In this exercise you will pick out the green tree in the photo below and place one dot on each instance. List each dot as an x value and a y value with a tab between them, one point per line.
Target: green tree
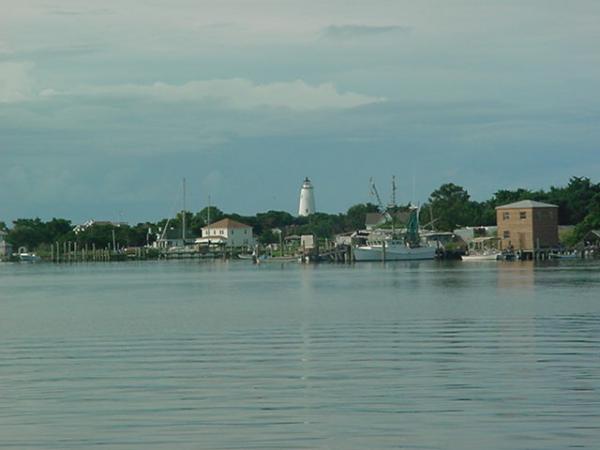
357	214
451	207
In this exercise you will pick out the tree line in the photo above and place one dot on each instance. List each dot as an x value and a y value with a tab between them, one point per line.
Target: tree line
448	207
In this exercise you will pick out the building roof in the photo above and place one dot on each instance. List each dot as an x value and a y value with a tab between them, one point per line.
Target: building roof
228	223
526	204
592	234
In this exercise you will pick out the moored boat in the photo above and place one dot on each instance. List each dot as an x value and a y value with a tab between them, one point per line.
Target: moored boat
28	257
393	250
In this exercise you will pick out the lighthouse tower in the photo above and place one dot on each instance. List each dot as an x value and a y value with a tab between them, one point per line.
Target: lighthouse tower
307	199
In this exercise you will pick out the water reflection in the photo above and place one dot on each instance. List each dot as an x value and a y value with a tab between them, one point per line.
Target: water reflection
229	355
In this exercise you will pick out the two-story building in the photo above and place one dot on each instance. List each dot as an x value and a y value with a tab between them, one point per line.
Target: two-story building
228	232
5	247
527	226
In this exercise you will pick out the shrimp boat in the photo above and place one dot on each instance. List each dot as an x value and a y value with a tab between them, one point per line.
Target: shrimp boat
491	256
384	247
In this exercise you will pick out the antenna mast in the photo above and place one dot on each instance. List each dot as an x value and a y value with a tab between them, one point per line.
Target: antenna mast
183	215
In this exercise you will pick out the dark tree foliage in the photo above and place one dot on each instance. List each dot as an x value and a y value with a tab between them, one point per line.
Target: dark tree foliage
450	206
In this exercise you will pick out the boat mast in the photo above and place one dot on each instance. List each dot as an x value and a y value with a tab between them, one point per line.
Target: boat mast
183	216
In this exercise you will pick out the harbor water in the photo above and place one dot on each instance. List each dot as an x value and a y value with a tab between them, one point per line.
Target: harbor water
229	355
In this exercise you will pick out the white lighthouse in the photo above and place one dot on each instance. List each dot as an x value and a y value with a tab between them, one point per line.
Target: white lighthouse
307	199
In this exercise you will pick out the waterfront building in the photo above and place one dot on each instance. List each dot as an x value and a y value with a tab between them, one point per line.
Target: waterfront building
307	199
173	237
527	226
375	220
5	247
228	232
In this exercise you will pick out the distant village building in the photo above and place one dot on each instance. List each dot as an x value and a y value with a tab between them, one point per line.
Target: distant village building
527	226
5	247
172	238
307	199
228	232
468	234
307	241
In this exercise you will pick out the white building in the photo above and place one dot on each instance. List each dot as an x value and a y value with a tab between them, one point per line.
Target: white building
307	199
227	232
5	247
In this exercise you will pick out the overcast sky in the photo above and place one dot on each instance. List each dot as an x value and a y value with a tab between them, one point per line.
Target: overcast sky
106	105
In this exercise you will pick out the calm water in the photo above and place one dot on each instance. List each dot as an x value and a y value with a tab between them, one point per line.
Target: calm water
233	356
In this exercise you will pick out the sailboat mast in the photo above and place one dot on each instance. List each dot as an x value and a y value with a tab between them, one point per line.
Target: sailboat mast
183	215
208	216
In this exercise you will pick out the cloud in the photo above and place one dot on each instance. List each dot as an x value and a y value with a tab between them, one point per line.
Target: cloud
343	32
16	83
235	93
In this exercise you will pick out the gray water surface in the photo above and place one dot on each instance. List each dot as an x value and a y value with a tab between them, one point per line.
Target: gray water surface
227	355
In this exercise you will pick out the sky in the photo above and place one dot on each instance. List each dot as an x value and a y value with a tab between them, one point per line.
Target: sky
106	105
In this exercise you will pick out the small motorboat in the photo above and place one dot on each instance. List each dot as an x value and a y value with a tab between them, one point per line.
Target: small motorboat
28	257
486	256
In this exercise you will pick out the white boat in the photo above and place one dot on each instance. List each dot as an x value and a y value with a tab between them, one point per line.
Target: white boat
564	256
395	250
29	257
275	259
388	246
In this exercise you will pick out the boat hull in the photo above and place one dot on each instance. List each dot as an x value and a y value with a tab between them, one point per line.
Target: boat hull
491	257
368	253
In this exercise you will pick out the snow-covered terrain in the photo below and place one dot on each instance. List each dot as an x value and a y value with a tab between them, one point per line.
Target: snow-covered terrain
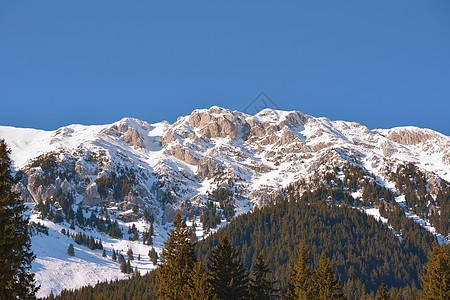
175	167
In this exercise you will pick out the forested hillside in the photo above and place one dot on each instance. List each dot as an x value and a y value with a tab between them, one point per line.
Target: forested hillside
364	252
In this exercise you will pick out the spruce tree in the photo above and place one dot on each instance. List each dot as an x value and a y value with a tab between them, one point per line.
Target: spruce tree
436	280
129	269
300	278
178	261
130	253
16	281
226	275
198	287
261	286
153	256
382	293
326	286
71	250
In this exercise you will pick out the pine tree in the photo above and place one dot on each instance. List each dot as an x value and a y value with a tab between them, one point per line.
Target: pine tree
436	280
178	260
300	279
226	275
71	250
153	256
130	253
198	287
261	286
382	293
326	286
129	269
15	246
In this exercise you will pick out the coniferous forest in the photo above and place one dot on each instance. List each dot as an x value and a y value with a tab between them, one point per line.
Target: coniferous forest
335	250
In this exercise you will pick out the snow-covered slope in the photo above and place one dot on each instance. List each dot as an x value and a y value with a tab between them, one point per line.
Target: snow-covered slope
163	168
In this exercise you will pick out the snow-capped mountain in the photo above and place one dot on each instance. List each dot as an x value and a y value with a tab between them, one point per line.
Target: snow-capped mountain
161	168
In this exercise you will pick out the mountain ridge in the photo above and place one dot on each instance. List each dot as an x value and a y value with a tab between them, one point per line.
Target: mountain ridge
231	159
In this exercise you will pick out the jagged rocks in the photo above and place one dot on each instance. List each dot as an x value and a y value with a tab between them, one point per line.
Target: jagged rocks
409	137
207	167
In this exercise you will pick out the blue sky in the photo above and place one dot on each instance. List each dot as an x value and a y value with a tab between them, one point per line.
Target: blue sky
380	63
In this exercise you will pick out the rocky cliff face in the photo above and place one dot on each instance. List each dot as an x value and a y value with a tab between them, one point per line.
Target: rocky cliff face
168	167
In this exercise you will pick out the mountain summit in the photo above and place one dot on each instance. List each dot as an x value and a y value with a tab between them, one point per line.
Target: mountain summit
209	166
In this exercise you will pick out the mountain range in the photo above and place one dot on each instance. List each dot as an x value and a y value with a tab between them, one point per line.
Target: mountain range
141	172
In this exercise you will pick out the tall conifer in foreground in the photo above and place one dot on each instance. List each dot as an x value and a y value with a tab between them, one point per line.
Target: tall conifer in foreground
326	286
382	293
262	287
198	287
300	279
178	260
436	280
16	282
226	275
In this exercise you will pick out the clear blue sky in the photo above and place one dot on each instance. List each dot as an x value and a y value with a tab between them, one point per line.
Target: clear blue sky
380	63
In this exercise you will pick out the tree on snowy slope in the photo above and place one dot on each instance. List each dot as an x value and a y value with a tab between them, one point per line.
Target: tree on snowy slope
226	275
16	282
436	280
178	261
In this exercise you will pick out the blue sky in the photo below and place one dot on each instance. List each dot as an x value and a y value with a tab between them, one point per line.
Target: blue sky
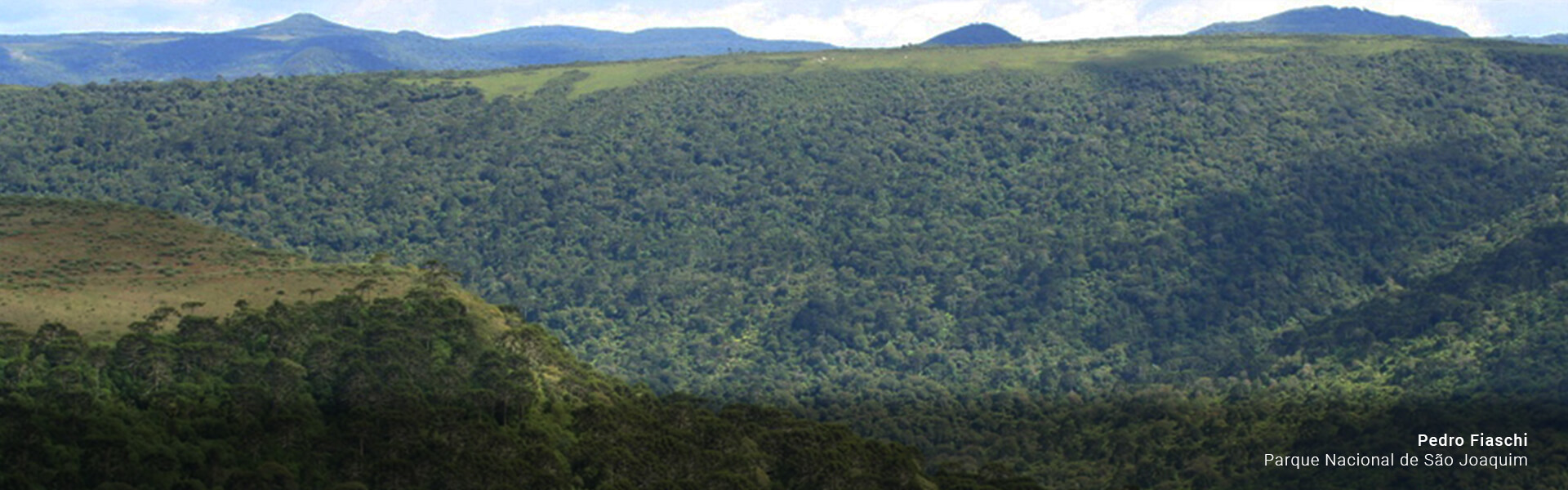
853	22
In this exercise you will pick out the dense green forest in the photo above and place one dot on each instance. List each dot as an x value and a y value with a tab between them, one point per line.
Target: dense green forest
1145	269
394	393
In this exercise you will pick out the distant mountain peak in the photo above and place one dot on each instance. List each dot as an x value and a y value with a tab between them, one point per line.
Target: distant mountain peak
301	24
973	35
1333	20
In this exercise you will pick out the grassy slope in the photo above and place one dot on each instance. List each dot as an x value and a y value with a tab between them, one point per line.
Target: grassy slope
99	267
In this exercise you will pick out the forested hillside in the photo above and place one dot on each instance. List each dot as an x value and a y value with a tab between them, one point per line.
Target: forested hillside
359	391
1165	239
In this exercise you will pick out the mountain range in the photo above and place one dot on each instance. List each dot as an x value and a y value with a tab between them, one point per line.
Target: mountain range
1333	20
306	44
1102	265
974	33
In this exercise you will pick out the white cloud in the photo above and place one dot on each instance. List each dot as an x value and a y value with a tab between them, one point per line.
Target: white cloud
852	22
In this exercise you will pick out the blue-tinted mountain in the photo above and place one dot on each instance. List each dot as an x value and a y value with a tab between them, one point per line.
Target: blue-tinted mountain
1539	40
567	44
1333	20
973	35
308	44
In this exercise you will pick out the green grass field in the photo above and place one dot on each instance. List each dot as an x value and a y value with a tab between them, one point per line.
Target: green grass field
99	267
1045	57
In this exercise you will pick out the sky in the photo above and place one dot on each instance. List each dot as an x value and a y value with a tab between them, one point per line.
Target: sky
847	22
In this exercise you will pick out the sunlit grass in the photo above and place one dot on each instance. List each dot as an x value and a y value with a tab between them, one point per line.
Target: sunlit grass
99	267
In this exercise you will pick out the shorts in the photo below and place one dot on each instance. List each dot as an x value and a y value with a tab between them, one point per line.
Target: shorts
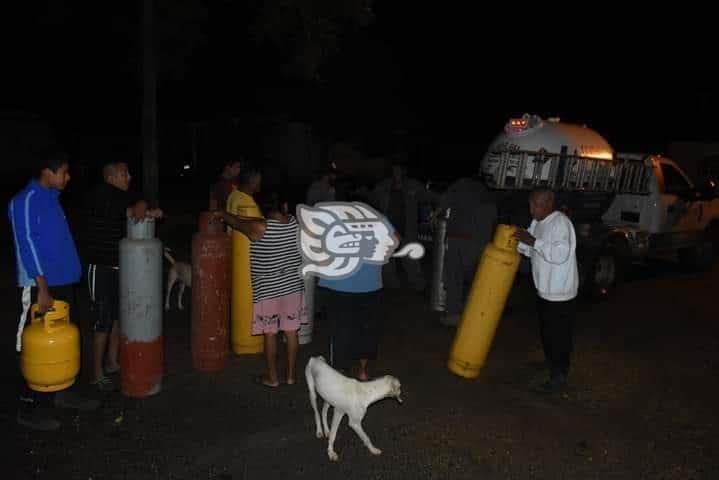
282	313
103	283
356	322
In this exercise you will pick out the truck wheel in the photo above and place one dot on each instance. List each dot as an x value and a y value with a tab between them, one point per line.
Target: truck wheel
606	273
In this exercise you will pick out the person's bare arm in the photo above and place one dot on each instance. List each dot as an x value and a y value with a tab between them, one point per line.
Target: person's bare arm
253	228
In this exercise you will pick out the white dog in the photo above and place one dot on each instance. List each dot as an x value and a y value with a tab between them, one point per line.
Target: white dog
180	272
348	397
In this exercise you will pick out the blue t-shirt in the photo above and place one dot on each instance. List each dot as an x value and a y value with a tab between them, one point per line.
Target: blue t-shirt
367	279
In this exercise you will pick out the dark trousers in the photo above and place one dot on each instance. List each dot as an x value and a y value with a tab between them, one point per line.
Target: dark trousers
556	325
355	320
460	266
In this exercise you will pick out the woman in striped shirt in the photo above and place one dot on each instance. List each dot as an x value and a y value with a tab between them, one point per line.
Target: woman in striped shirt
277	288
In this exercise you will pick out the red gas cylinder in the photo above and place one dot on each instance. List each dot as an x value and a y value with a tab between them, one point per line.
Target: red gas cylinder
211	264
········
*EXERCISE DESCRIPTION*
Your task is to collect every line above that contains the word "below".

*OUTPUT OF THE TASK*
In this exercise you will pick out the green tree in the photo below and place one dot on each instance. List each dot as an x value and a y value with a tab between them, one point per line.
In this exercise you will pick out the snow-covered terrain in the photo below and place one dot on each instance. List each dot as an x value and a y value with a tab between them, one point per line.
In this exercise you will pick out the blue sky in the photo below and place one dot on each instance. List each dot as an x value and a y value with a tab between them, one point per line.
In this exercise you will pick out the shorts in the photo below and place one dot on each instance. List each dot as an x value and a y value with a tab between them, one point per line.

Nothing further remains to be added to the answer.